- What to work on -
Return all the entries word for word, minus the pictures.
(Provided material Opens)
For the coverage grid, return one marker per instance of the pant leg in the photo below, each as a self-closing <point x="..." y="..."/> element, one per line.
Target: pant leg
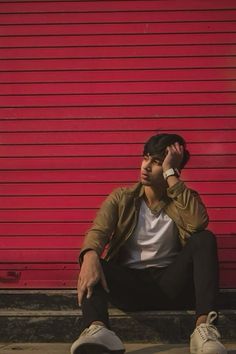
<point x="198" y="257"/>
<point x="126" y="292"/>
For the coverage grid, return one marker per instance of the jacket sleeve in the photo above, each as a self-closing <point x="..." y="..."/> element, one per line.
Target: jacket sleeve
<point x="103" y="225"/>
<point x="191" y="210"/>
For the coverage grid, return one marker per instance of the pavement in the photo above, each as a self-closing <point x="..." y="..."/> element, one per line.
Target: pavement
<point x="134" y="348"/>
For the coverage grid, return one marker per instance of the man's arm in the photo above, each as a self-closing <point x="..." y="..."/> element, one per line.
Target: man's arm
<point x="191" y="210"/>
<point x="96" y="238"/>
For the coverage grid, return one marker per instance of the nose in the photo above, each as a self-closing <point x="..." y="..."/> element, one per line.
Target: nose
<point x="147" y="165"/>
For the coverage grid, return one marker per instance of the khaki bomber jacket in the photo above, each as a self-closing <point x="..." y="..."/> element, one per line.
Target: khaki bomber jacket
(Provided material Closes)
- Response area -
For the coverage grid, return one marker per instance of the pant leg in the photo below, each as a self-closing <point x="..." y="..."/> element, one per line.
Target: pant leg
<point x="198" y="257"/>
<point x="126" y="292"/>
For the coverage grid, return one marker per instance of the jacket sleeve in the photo above, each as a self-closing <point x="..." y="..."/> element, one per line.
Target: jacket sleeve
<point x="103" y="225"/>
<point x="191" y="210"/>
For the coverage grid, return one marker per instance of the pavement in the photo above, each as a self-closing <point x="..." y="..."/> element, one per line.
Target: pavement
<point x="134" y="348"/>
For the coverage grid, return one marker per instance of the man's arm in the photo above, each as a self-closing <point x="..." y="..."/> element, one per line.
Target: man's arm
<point x="191" y="210"/>
<point x="96" y="238"/>
For the coverage grid, return one marker per instance of the nose in the photo above, each as a self-closing <point x="..." y="..."/> element, one per line.
Target: nose
<point x="147" y="165"/>
For the coverage grid, return one marker per instance of the khaki bomber jacket in the photo above, each as a self-closing <point x="..." y="..."/> element, one per line.
Target: khaki bomber jacket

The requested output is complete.